[Dataset rows]
━━━━
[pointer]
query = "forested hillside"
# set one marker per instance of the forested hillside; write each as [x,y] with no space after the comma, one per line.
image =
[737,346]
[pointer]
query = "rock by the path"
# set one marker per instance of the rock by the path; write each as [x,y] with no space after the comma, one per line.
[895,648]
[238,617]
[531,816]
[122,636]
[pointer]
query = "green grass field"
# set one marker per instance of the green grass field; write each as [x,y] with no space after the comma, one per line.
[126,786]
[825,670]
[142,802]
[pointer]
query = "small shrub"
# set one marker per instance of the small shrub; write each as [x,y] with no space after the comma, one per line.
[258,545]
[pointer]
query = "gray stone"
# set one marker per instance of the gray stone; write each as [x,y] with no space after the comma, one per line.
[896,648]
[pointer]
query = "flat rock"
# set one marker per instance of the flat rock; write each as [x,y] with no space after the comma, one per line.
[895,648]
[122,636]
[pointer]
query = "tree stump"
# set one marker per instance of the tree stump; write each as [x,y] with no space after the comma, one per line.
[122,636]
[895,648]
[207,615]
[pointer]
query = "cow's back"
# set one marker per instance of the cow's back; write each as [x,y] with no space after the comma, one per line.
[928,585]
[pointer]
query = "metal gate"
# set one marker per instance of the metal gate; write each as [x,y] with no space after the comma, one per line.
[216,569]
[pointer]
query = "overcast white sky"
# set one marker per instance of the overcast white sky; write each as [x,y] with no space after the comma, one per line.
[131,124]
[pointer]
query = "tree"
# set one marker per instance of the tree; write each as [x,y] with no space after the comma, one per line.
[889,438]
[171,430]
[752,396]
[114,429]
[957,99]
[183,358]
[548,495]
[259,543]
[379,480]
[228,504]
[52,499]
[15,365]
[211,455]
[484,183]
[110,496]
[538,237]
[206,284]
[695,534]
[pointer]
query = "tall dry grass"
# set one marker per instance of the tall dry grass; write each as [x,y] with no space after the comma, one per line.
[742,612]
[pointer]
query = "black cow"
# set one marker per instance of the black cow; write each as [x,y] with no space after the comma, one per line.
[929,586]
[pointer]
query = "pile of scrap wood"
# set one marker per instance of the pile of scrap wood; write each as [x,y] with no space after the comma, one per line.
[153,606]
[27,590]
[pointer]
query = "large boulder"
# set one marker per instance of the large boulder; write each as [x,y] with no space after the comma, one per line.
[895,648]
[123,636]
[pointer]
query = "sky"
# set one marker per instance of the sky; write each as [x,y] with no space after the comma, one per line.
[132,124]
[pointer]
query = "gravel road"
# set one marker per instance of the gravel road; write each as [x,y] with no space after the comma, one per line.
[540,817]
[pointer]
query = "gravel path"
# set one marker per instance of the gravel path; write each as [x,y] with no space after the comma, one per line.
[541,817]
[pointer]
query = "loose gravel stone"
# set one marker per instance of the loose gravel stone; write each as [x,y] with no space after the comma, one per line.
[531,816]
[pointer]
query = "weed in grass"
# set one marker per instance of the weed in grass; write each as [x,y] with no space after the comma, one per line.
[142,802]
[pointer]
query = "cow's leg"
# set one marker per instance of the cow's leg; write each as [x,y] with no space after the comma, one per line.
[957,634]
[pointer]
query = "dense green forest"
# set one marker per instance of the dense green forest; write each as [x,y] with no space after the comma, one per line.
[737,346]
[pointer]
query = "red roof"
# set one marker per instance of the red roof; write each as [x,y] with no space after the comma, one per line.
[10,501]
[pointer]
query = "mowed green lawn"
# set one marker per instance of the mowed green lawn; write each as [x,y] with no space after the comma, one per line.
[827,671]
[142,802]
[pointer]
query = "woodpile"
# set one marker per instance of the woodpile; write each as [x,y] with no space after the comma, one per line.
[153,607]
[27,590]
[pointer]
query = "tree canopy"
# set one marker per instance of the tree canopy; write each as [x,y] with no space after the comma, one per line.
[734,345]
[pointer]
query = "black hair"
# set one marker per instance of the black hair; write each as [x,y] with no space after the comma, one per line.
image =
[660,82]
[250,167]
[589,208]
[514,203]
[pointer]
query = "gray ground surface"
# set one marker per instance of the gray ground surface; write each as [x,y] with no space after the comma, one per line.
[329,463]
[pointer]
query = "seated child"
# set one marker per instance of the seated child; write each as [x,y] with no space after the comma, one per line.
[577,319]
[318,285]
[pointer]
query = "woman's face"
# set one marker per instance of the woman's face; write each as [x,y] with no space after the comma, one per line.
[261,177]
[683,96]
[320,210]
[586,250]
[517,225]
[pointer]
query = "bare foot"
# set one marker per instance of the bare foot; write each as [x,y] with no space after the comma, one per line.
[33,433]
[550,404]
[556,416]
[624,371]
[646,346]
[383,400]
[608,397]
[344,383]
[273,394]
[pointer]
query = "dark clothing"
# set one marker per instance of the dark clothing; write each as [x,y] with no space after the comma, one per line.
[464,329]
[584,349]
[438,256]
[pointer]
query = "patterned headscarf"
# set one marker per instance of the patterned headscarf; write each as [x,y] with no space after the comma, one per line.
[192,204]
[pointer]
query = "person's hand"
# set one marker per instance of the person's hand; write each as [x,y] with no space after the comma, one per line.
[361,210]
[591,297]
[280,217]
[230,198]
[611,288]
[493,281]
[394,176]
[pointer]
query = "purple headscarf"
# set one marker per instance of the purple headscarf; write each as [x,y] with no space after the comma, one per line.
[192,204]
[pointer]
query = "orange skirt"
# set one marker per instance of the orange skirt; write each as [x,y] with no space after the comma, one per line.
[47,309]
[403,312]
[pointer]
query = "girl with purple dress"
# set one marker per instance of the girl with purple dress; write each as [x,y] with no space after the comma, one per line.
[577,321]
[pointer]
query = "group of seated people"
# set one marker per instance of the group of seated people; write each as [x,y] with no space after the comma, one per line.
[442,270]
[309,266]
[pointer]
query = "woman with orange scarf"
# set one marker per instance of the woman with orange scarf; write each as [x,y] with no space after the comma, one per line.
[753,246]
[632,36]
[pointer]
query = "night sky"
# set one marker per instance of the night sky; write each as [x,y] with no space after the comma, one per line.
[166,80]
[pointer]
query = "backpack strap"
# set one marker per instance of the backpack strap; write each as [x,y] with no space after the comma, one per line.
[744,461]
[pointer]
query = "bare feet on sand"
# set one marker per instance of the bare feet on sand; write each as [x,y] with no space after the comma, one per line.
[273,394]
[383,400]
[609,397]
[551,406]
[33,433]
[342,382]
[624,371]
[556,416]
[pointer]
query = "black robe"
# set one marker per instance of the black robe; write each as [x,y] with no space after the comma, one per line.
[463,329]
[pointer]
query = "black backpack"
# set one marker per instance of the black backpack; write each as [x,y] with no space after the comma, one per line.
━━━━
- **Stated goal**
List each line of the records that contains the string "woman". Matching is case-sensitive.

- **Written reply**
query = "woman's face"
# set one marker per instance of the woman's face; write each as [x,y] with no space after the comma, one per line.
query = "woman with orange scarf"
# set one marker per instance of the woman with orange scarf; write each as [x,y] with no space after the comma, one per line.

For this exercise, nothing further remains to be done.